*** Opening of PROVIDED DATA ***

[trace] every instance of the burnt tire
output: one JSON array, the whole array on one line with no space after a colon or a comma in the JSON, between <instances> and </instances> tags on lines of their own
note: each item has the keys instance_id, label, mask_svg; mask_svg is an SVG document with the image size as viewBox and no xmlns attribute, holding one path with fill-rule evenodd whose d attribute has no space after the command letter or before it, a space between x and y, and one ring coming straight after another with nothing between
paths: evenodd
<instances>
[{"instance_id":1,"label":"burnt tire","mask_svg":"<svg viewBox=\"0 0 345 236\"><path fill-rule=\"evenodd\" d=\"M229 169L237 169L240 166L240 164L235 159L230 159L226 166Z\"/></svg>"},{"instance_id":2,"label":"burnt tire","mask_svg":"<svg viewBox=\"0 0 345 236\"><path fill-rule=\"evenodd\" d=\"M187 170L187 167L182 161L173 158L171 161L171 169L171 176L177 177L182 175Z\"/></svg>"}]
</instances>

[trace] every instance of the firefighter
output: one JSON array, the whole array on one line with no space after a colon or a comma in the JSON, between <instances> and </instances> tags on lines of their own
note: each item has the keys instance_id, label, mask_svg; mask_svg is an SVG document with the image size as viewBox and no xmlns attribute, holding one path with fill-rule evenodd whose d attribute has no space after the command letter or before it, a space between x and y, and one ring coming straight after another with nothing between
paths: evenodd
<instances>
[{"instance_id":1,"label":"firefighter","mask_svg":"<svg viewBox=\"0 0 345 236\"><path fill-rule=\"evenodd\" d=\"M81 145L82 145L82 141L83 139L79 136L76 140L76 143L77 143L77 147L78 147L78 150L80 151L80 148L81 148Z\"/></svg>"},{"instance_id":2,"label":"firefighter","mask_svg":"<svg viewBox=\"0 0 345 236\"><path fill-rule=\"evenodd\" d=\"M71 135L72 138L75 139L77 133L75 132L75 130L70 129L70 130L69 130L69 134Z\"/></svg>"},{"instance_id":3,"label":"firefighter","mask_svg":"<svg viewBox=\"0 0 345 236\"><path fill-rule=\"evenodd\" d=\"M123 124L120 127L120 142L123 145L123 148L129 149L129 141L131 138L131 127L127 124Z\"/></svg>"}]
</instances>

*** Close of PROVIDED DATA ***

▸ **EXERCISE DESCRIPTION**
Every entry, from first to last, should be written out exactly.

▸ **ANSWER SECTION**
[trace] every instance of the burnt tire
output: one JSON array, the whole array on one line with no space after a colon or a comma in the JSON, between <instances> and </instances> tags on lines of their own
note: each item has the keys instance_id, label, mask_svg; mask_svg is an SVG document with the image size as viewBox and no xmlns attribute, holding one path with fill-rule evenodd whose d attribute has no space after the command letter or before it, a space between x and y, and one ring coming straight after another with nothing between
paths: evenodd
<instances>
[{"instance_id":1,"label":"burnt tire","mask_svg":"<svg viewBox=\"0 0 345 236\"><path fill-rule=\"evenodd\" d=\"M229 169L237 169L240 166L240 164L235 159L230 159L226 166Z\"/></svg>"},{"instance_id":2,"label":"burnt tire","mask_svg":"<svg viewBox=\"0 0 345 236\"><path fill-rule=\"evenodd\" d=\"M187 170L187 167L182 161L173 158L171 161L171 169L171 176L177 177L182 175Z\"/></svg>"}]
</instances>

[trace] every instance of the firefighter
output: one JSON array, the whole array on one line with no space after a colon or a comma in the JSON, between <instances> and </instances> tags on lines of their own
note: each item has the keys instance_id, label, mask_svg; mask_svg is an SVG document with the image size as viewBox and no xmlns attribute, holding one path with fill-rule evenodd whose d attribute has no space after the command letter or before it, a space between x and y, and one ring coming straight after another with nothing between
paths: evenodd
<instances>
[{"instance_id":1,"label":"firefighter","mask_svg":"<svg viewBox=\"0 0 345 236\"><path fill-rule=\"evenodd\" d=\"M81 145L82 145L82 141L83 139L79 136L76 140L76 143L77 143L77 147L78 147L78 150L80 151L80 148L81 148Z\"/></svg>"},{"instance_id":2,"label":"firefighter","mask_svg":"<svg viewBox=\"0 0 345 236\"><path fill-rule=\"evenodd\" d=\"M71 135L72 138L75 139L77 133L75 132L75 130L70 129L70 130L69 130L69 134Z\"/></svg>"},{"instance_id":3,"label":"firefighter","mask_svg":"<svg viewBox=\"0 0 345 236\"><path fill-rule=\"evenodd\" d=\"M123 124L120 127L120 142L123 145L123 148L129 149L129 141L131 138L131 127L127 124Z\"/></svg>"}]
</instances>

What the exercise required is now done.